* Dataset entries

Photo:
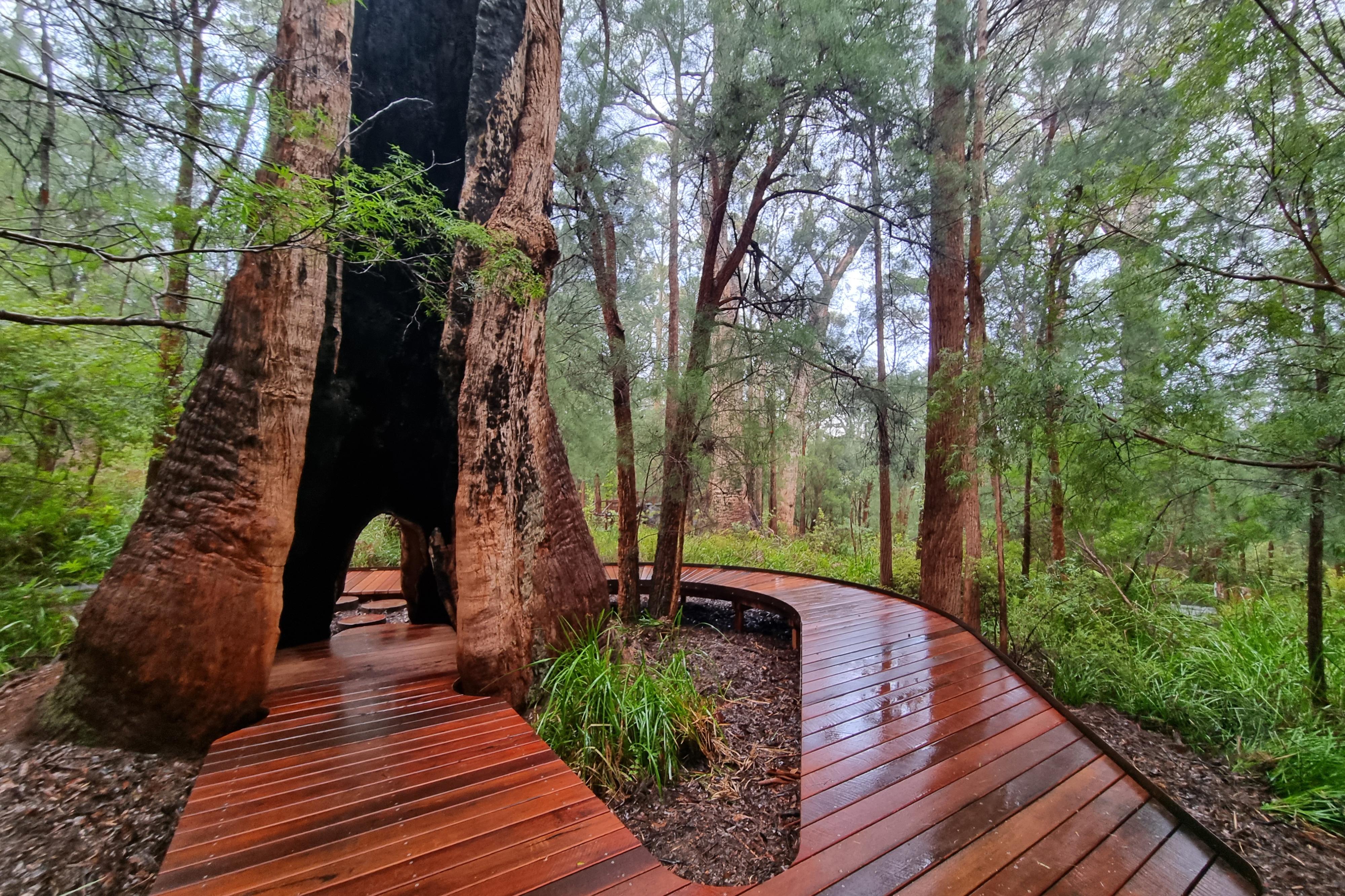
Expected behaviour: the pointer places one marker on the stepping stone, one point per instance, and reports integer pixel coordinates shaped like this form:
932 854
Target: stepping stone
362 619
387 606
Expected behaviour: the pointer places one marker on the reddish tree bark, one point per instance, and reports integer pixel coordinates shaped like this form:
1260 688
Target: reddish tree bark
941 519
200 578
976 334
525 560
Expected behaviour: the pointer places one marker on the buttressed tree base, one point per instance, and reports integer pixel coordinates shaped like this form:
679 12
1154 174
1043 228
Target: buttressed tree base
330 396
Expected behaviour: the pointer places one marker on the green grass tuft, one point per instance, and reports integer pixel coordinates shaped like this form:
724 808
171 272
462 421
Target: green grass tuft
618 723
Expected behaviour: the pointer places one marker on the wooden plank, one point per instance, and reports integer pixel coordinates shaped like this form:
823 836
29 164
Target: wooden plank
1063 848
1222 880
1108 868
1171 871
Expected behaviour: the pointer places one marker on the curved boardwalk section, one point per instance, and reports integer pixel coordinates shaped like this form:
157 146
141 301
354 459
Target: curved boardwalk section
930 766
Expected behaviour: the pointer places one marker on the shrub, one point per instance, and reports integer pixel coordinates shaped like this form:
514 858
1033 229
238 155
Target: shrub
617 722
37 622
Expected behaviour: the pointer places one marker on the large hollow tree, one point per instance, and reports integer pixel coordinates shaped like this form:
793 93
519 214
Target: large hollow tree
200 579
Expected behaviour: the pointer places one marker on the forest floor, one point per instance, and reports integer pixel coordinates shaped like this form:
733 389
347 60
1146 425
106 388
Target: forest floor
1292 859
95 821
736 822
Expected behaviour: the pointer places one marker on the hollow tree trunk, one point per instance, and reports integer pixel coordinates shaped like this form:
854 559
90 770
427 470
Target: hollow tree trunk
941 521
200 578
603 247
525 560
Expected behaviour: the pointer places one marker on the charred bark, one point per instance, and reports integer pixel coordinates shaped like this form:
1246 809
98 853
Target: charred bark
201 574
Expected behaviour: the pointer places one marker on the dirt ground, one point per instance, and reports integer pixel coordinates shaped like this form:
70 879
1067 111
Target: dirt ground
1289 857
79 820
738 824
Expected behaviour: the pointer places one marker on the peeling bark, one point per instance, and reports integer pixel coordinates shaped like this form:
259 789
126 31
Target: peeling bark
201 572
525 560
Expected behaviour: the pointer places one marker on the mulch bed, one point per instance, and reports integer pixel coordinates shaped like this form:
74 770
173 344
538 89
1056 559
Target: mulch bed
79 820
736 822
1291 859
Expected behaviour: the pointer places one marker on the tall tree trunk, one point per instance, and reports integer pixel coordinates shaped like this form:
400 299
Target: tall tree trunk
976 334
996 485
173 343
941 521
200 578
675 279
48 142
797 405
603 247
1055 403
884 438
527 564
1027 513
693 386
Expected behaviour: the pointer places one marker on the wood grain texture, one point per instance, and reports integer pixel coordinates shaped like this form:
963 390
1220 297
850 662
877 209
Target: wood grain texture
929 767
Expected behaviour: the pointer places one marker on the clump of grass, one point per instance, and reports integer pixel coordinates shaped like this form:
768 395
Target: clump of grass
37 622
619 722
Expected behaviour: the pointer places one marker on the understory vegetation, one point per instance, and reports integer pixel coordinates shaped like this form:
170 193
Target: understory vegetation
619 716
1227 679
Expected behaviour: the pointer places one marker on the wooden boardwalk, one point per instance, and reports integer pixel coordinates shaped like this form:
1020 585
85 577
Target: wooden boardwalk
930 766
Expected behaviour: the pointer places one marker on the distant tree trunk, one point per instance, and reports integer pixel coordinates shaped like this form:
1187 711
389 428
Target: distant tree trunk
1027 513
976 334
525 560
200 578
603 247
941 521
884 436
1055 403
693 388
48 142
173 343
996 485
797 405
675 278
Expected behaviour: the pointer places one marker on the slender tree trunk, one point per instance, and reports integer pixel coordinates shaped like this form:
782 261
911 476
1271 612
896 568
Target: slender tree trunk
1055 401
48 142
527 563
603 247
976 334
675 279
1027 513
797 407
884 438
941 521
200 578
173 343
996 485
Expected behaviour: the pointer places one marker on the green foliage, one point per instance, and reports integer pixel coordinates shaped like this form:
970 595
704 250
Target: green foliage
391 214
619 722
37 622
1234 681
379 545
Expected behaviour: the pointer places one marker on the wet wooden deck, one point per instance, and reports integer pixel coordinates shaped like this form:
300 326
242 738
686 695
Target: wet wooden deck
930 766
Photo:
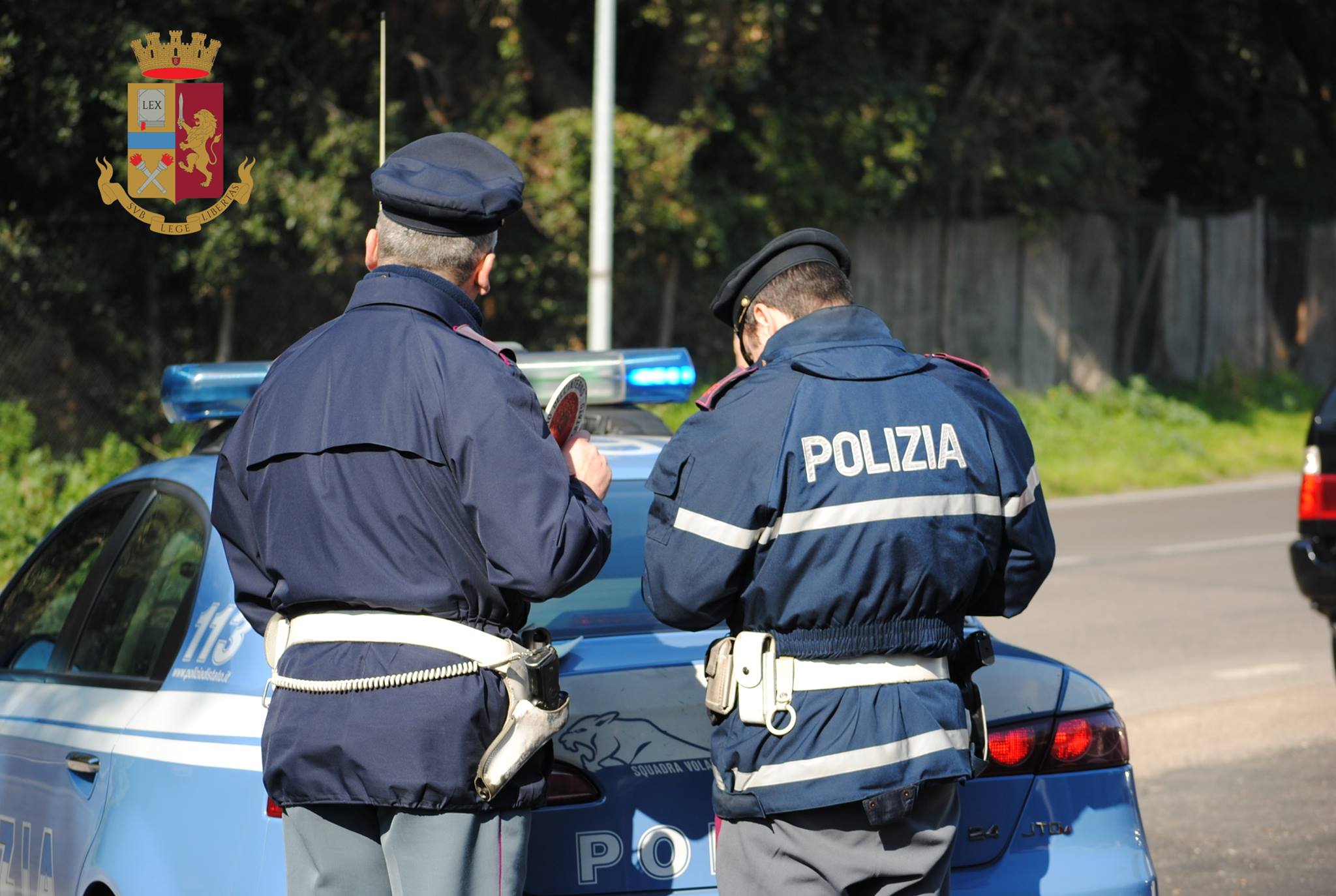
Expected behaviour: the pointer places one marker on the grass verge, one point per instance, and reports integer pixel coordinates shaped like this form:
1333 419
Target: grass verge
1142 436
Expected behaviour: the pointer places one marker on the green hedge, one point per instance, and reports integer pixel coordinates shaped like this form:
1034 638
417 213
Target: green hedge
1143 436
38 490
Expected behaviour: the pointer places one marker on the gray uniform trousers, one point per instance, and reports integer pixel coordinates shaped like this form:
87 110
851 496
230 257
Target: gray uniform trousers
823 852
378 851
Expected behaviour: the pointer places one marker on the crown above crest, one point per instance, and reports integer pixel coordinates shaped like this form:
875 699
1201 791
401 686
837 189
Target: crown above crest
175 61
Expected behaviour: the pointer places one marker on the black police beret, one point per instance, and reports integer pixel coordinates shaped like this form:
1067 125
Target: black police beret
781 254
455 185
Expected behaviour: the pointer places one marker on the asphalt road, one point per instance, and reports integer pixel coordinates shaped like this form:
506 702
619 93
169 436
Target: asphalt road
1184 606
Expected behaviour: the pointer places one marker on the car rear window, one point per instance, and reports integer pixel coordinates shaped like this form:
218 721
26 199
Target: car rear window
611 604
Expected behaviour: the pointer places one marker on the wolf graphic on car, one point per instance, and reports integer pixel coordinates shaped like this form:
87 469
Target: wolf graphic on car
609 740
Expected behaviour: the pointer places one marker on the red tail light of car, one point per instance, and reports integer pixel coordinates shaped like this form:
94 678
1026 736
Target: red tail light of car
1069 744
568 786
1318 489
1018 749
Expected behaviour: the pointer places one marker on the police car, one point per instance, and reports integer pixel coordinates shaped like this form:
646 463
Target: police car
131 712
1314 556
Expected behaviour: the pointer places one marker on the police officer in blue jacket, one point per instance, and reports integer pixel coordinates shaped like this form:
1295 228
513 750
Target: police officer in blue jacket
843 505
391 504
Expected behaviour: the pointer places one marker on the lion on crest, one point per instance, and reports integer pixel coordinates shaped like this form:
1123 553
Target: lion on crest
200 141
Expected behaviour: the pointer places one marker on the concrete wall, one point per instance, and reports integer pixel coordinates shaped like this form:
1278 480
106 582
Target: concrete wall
1054 306
1037 310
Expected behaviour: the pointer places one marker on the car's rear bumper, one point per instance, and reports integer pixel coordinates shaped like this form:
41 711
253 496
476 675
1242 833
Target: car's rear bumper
1104 855
1105 852
1315 573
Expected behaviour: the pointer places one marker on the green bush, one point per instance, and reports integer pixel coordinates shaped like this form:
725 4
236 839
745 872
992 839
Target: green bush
38 490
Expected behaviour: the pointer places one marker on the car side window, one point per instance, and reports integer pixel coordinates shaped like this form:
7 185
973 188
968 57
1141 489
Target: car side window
155 573
43 595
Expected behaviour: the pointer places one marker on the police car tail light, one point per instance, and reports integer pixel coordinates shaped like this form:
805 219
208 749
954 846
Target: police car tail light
1017 749
1316 490
210 391
568 786
1087 741
637 376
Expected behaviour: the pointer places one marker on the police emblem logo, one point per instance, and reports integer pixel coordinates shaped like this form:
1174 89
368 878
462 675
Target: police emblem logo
174 136
566 409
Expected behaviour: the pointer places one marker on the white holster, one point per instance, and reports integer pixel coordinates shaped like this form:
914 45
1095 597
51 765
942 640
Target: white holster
744 672
526 728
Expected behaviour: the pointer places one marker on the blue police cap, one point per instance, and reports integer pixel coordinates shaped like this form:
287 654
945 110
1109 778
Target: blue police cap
455 185
785 251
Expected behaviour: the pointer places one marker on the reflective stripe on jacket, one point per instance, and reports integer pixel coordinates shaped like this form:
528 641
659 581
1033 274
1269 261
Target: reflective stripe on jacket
853 498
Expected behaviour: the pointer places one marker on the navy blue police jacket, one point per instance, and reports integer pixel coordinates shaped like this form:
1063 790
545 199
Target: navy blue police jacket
854 500
389 462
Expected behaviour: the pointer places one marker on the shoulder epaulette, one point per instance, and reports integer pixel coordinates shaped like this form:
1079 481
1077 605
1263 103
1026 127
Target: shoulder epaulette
716 391
961 362
469 333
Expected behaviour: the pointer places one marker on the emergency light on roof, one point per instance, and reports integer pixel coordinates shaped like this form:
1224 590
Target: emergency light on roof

* What needs to be done
Restate the final lines of the listing above word for word, beginning at the line that contains "the car side".

* Task response
Expected behaviour: the pointer places one marker on the car side window, one point per instance, and reports integer pixel coordinates shaped like this form:
7 185
973 188
968 57
1141 489
Target: car side window
155 573
43 595
Expected behaviour: the pointer places one marker on the police car tail light, one point per instance, and reports integer pixel coordinates shaped like this form:
805 219
208 749
954 846
Target: police car tail light
1017 749
1316 490
210 391
568 786
1087 741
637 376
Expected behaviour: the pointer places one marker on the police emblem logo, one point per instance, and reports integer pixel coordinates shaped like this form:
1174 89
368 878
462 675
Target: police emblem logo
174 136
566 409
Expected behaviour: the pointer places one marker on the white holster, one point per instance, and reports integer pixel coordinates shaped like this form:
914 45
1095 597
51 765
942 640
Target: white holster
744 672
526 728
Expected behaviour: the pointer places one marker on the blue police cap, one point per instance, and reports integer pixel coordinates shaped like this form:
287 654
945 110
1109 778
Target: blue police cap
455 185
785 251
Expected behaviour: the pointer places one marker on the reflective stripe on jacket, one point per instance, and reports integer pixel coordinates shaped like this form:
528 641
659 581
1033 274
1269 261
Target: reflective stripe on jacket
853 498
Expected behaviour: the pointer places one marker on the navy blue police jacket, one point per instance, and reports integer pixel coordinates shaped like this form:
1063 790
545 199
Target: navy blue police jacket
854 500
389 462
Expected behaviour: the pointer places one marker on the shoulder epaulette, one point per instance, and reports integer pixel coordinates shaped like this form:
1079 481
1077 605
1263 103
1026 127
Target: shoulder epaulette
716 391
961 362
469 333
Expected behaviour: the pointer places one marker on the emergency light on roof, one point per instance, and reports integer pixel coordinates shaped like this form:
1224 590
Target: emergency light on roof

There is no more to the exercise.